Ömer Hayyam'dan altı çizili birkaç rubai

Ömer Hayyam'dan altı çizili birkaç rubai

Doğu edebiyatının şöhret sahibi şairlerinden biri de Ömer Hayyam'dır. (ö. 1123) Rubaileriyle tanınan Ömer Hayyam aşk, şarap, saki, dilber çerçevesinin dışına pek çıkmaz. Düşünceleri dünyevîdir. Onun için yarın diye bir şey yoktur. İnsan "ân"ı yaşamalı, zevkine bakmalı… Bütün bu aykırı görüşlerine rağmen Ömer Hayyam'dan da almamız gereken dersler olduğunu düşünüyorum. İşte size söz konusu rubailerden birkaçının tercümesi: (bkz. Hüseyin Daniş: Rubaiyyat-ı Ömer Hayyam, İst. 1346)

Maneviyat âleminin ser-levhası aşktır. Gençlik kasidesinin en güzel beyti aşktır. Ey aşk dünyasından haberi olmayan adam! Bunu bil ki hayat yalınız aşktan ibarettir.

* _Yapılacaklar_
(a) Ömer Hayyam'ın rubaileri hakkındaki metne göre şairin pek dışına çıkmadığı çerçeveyi oluşturan unsurları sıralayınız.
(b) Ömer Hayyam'ın rubaileri hakkındaki metni son cümlesinden sonra sürdürünüz.

* _Kayıtlı veriler_
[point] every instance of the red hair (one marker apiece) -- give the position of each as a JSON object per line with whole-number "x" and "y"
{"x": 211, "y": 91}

* _Sırasıyla cevaplar_
(a) aşk, şarap, saki, dilber

(b)
**

Irmakta akan su gibi ve çölde esen rüzgâr gibi ömrümüzün bir günü daha geçti. Ben yaşadığım müddetçe şu iki günü düşünmeyeceğim: Biri henüz gelmemiş olan gün, biri de geçmiş gün.

**

Cihanda hiç kimse, yüreğine felekten bir diken saplanmaksızın, gül yanaklı bir dilberin visâline ermedi. Bir kere, tarağa bak ki yüz parça olmaksızın eli bir güzelin saçlarının ucuna dokunamadı.

**

Âhirette cennet, hûri, ve kevser var diyorlar. Şarap ırmağı, süt ırmağı, bal ve şeker ırmağı var diyorlar. Bunları hatırlayarak bana sen şimdiden bir kadeh şarap ver, ey sâkî! (Zira), bir peşin, bin veresiyeden üstündür.

**

Dostum, bu boş dünyanın kederini sakın çekme. Boşuna bu köhne dünyanın kederiyle kederlenme. Mademki mevcut olan şey geçti ve mevcut olmayan da daha meydanda yok. Sen keyfine bak ve ne "var"ın sıkıntısını çek ne de "yok"un.

**

Diyorlar ki öbür dünyada cennet ve huriler olacak, hem orada halis şarap ve bal bulunacak. Biz burada şimdiden şarap içer ve güzel seversek bunda ne beis var. Sonumuz yine öyle olacak değil mi?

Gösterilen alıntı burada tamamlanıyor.